#### Stated goal
Revise the records below by putting "location of each" wherever "position of each" appears, and leave everything else as it is. Omit the pictures from your answer.

------ Recorded information

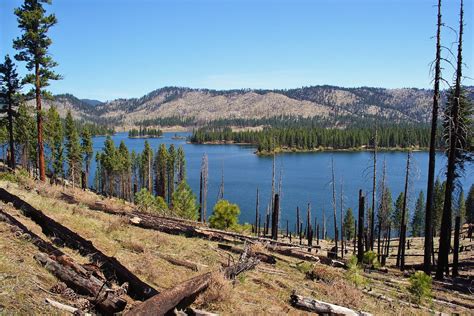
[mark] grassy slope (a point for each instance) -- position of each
(256, 291)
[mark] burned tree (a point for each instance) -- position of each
(457, 127)
(432, 155)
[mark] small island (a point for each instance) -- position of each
(145, 133)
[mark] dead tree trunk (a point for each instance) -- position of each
(432, 154)
(454, 159)
(276, 211)
(320, 307)
(457, 229)
(374, 191)
(84, 284)
(402, 237)
(110, 266)
(256, 215)
(334, 205)
(360, 231)
(298, 220)
(184, 294)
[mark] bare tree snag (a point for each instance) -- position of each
(320, 307)
(432, 155)
(334, 205)
(101, 296)
(457, 228)
(276, 211)
(360, 230)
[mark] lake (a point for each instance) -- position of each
(306, 177)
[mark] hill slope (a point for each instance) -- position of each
(202, 105)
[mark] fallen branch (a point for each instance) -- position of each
(178, 262)
(97, 292)
(263, 257)
(65, 307)
(320, 307)
(184, 294)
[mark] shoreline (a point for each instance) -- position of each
(314, 150)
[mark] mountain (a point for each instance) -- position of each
(91, 102)
(200, 106)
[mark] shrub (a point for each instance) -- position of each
(225, 215)
(322, 273)
(370, 259)
(144, 200)
(420, 287)
(354, 272)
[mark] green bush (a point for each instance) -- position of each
(420, 287)
(225, 215)
(354, 272)
(370, 259)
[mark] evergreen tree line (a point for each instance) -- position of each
(145, 132)
(122, 173)
(390, 213)
(305, 138)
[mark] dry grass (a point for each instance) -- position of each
(254, 292)
(217, 294)
(21, 278)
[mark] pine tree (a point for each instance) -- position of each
(108, 163)
(125, 165)
(438, 201)
(181, 165)
(461, 207)
(146, 166)
(349, 221)
(171, 166)
(161, 172)
(397, 213)
(33, 49)
(73, 147)
(184, 202)
(10, 86)
(54, 139)
(470, 206)
(457, 129)
(25, 136)
(87, 150)
(418, 220)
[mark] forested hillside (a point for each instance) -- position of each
(328, 105)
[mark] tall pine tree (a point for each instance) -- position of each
(33, 47)
(10, 86)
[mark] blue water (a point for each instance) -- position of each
(306, 176)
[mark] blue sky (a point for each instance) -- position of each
(108, 49)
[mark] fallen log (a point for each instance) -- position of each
(19, 228)
(178, 262)
(97, 291)
(178, 297)
(110, 266)
(320, 307)
(184, 294)
(263, 257)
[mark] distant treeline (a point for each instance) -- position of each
(284, 121)
(145, 132)
(314, 138)
(94, 129)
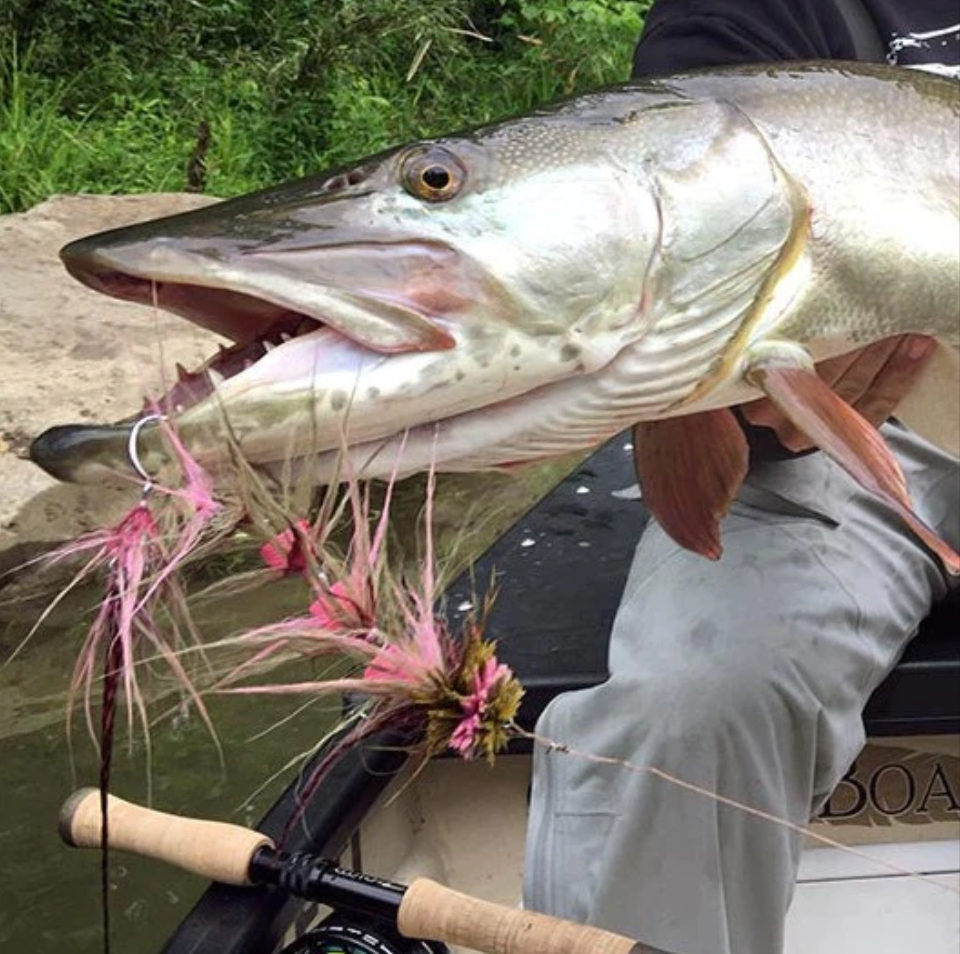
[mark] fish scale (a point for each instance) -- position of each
(653, 251)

------------

#### The reply
[mark] grassy slope (a point for each instance) -- location of each
(256, 291)
[mark] burned tree (a point for each instance) -- location of each
(457, 127)
(432, 155)
[mark] small island (a point for each instance) -- location of each
(145, 133)
[mark] dead tree trunk (a point for each instance) -- location of each
(432, 154)
(454, 159)
(276, 211)
(320, 307)
(457, 229)
(374, 191)
(84, 284)
(402, 237)
(110, 266)
(256, 215)
(334, 205)
(360, 231)
(298, 220)
(184, 294)
[mark] bare tree snag (a point for each instance) -- location of each
(320, 307)
(432, 155)
(334, 205)
(101, 296)
(457, 228)
(276, 211)
(360, 230)
[mark] lake (a point for each instance) -- location of each
(306, 177)
[mark] hill slope (a point for each instance) -- location of each
(202, 105)
[mark] fallen branch (a point for each instance) -- location of each
(178, 262)
(97, 292)
(263, 257)
(65, 307)
(320, 307)
(184, 294)
[mark] shoreline (a point for each instance) -- location of each
(314, 150)
[mark] mountain (a point for each instance) -- location of each
(91, 102)
(200, 106)
[mark] shrub (a point for each instance) -- location of each
(225, 215)
(322, 273)
(370, 259)
(144, 200)
(420, 287)
(354, 272)
[mark] green bush (a point for each instance) -- location of each
(420, 287)
(225, 215)
(354, 272)
(370, 259)
[mark] evergreen tree line (a point for each instance) -- location of each
(145, 132)
(122, 173)
(390, 213)
(305, 138)
[mark] dry grass (a point for each instance) -- location of each
(254, 292)
(217, 294)
(21, 278)
[mark] pine tree (a point for each instance) -- location of each
(108, 163)
(125, 165)
(438, 201)
(181, 165)
(461, 207)
(146, 166)
(349, 221)
(171, 166)
(161, 172)
(397, 213)
(33, 49)
(73, 147)
(184, 202)
(10, 86)
(54, 139)
(470, 206)
(457, 129)
(25, 136)
(87, 150)
(418, 220)
[mark] forested hillside (a point for each instance) -- location of each
(328, 105)
[mark] tall pine tree (a point for each instance) -- location of each
(33, 47)
(10, 86)
[mark] blue water (a point for each instance) -- location of each
(306, 176)
[mark] blue sky (a point for each instance) -- location of each
(108, 49)
[mark] fallen log (a point for each instance) -- location of each
(19, 228)
(178, 262)
(97, 291)
(178, 297)
(110, 266)
(320, 307)
(184, 294)
(263, 257)
[mark] distant treeline (a point for each instance) -- location of each
(284, 121)
(145, 132)
(314, 138)
(94, 129)
[mark] fish scale (a point for each instance) -- location of each
(653, 251)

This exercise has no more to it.